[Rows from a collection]
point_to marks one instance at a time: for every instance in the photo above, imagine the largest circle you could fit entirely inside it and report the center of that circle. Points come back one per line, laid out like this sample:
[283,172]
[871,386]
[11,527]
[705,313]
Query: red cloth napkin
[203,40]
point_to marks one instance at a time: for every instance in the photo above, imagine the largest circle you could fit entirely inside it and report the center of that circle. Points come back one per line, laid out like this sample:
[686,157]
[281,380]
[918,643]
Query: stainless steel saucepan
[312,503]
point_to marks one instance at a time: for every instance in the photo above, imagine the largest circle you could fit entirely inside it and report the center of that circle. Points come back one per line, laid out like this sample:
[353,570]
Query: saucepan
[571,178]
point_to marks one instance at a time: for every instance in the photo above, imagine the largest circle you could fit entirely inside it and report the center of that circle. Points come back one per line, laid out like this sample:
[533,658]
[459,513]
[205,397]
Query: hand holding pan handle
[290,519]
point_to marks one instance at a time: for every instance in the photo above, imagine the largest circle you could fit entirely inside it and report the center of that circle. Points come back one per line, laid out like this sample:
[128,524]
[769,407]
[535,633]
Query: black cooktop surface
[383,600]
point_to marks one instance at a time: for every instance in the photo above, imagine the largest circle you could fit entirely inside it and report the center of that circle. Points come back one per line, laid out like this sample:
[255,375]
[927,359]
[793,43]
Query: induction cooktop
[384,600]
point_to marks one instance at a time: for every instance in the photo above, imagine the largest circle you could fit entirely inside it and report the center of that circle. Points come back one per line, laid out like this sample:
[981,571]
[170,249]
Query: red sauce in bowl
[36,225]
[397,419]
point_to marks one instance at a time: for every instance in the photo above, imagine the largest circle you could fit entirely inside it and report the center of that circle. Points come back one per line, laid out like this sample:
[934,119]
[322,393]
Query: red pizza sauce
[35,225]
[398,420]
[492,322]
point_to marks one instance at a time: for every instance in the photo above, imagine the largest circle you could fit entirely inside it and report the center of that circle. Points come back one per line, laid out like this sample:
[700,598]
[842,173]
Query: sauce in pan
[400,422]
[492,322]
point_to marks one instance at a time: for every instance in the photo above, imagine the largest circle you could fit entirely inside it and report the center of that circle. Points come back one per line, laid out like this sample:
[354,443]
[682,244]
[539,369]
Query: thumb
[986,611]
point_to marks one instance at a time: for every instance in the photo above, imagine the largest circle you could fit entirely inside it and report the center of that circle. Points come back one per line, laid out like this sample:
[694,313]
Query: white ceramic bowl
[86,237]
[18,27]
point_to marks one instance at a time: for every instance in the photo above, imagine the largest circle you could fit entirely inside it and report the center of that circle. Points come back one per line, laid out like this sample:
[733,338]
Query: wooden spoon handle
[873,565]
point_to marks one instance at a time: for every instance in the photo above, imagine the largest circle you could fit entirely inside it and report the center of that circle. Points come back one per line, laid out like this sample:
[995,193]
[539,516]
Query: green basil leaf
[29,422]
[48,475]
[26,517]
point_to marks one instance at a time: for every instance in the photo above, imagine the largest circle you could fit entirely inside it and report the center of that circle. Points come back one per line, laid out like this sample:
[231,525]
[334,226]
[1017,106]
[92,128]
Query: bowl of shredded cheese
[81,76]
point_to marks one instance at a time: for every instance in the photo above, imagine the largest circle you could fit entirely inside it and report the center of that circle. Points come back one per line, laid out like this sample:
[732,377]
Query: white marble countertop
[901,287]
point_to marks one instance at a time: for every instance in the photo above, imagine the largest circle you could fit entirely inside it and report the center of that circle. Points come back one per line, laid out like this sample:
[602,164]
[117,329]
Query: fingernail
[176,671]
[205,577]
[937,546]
* * *
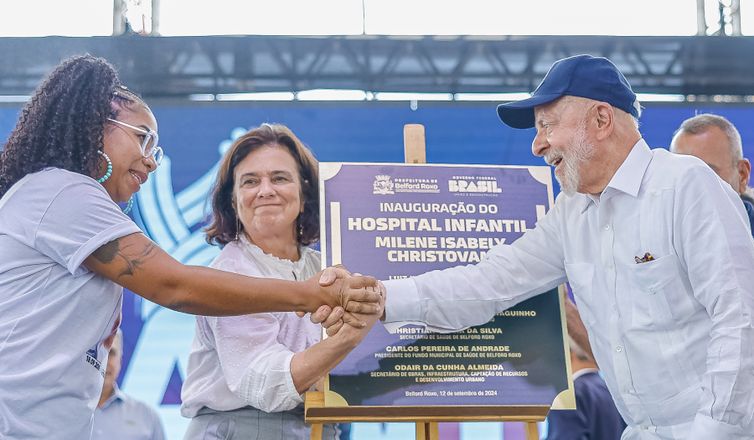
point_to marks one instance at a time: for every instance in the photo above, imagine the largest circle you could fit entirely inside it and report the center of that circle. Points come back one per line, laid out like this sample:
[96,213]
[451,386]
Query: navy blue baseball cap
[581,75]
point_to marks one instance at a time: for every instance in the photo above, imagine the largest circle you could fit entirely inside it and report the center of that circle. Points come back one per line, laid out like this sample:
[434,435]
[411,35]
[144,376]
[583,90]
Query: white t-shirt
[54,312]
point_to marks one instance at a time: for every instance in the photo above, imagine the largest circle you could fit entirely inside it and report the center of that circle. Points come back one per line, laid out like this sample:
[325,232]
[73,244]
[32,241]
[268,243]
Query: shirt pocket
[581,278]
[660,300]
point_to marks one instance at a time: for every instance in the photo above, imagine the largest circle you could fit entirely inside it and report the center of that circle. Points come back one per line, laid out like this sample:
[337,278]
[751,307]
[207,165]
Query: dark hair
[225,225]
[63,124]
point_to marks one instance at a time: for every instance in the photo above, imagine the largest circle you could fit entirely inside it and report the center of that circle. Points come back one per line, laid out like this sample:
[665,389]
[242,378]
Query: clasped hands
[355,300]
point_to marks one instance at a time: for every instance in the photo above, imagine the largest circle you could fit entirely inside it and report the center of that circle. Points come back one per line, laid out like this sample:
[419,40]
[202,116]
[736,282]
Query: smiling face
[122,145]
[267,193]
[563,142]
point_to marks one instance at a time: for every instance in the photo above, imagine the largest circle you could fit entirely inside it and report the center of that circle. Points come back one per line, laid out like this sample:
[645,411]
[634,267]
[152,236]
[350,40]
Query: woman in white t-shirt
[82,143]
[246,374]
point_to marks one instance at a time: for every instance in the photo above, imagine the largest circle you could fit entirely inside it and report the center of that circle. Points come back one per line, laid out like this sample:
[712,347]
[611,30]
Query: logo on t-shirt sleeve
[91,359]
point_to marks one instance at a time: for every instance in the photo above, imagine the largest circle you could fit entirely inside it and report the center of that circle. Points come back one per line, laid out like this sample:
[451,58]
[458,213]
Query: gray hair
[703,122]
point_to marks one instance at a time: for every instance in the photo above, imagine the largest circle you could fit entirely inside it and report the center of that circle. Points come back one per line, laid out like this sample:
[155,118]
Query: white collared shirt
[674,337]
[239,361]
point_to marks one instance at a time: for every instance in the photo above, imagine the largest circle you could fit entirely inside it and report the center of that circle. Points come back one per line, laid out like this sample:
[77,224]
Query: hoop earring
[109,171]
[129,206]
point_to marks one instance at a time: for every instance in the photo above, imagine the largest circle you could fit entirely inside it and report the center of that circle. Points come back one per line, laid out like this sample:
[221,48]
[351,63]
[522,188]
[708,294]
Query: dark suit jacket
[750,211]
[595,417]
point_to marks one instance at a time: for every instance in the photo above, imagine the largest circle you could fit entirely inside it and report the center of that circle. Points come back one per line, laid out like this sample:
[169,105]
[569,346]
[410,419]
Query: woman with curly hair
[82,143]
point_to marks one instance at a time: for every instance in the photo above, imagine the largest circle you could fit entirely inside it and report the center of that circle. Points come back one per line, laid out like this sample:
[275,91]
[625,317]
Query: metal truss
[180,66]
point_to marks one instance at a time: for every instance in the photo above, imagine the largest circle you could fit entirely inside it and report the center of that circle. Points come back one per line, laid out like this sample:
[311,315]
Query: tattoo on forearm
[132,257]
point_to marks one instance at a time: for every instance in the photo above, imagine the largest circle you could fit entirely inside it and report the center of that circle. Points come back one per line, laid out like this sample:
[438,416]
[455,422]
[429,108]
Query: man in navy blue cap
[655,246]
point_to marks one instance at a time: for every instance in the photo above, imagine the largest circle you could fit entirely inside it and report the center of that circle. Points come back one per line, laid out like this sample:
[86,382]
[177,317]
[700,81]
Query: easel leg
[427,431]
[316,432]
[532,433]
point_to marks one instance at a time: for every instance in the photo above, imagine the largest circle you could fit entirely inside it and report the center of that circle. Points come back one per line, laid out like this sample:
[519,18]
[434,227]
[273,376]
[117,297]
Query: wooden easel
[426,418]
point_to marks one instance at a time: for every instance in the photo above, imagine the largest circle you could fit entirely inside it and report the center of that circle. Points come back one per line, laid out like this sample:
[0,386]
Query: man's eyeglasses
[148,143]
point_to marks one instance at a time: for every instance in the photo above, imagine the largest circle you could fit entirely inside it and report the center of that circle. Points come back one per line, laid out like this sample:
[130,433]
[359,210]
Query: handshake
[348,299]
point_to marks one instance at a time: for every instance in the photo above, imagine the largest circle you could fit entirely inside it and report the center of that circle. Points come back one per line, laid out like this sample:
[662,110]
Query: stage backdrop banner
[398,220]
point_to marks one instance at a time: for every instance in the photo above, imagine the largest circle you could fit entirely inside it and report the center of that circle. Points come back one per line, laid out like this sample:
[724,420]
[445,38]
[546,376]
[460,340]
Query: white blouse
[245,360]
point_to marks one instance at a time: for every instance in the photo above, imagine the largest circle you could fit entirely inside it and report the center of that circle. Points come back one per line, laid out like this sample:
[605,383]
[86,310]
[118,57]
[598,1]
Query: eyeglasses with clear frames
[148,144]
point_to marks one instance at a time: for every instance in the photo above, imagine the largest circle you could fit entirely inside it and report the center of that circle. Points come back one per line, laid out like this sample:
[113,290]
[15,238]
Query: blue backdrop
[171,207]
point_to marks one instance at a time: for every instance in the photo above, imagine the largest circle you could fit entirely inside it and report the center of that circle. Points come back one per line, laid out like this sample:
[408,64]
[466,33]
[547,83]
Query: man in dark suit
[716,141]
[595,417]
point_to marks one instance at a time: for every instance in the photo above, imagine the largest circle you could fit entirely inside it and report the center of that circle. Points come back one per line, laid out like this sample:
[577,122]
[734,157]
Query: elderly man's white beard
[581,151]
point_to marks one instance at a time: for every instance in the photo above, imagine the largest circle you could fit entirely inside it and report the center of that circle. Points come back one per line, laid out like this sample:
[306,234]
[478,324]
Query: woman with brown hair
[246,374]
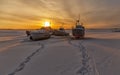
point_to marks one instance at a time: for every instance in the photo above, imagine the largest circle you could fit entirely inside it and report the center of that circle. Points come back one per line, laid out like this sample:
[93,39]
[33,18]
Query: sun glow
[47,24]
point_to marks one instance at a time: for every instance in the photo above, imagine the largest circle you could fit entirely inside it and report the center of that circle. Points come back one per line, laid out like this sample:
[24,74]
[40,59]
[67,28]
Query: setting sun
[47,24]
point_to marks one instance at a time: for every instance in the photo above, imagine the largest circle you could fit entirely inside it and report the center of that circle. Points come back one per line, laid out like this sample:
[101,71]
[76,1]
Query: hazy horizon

**What to work on**
Pull out every line of the rows above that contains the word "with". Case counts.

**Full solution**
Query: woman with curly hair
Query: eyeglasses with clear frames
Query: woman with brown hair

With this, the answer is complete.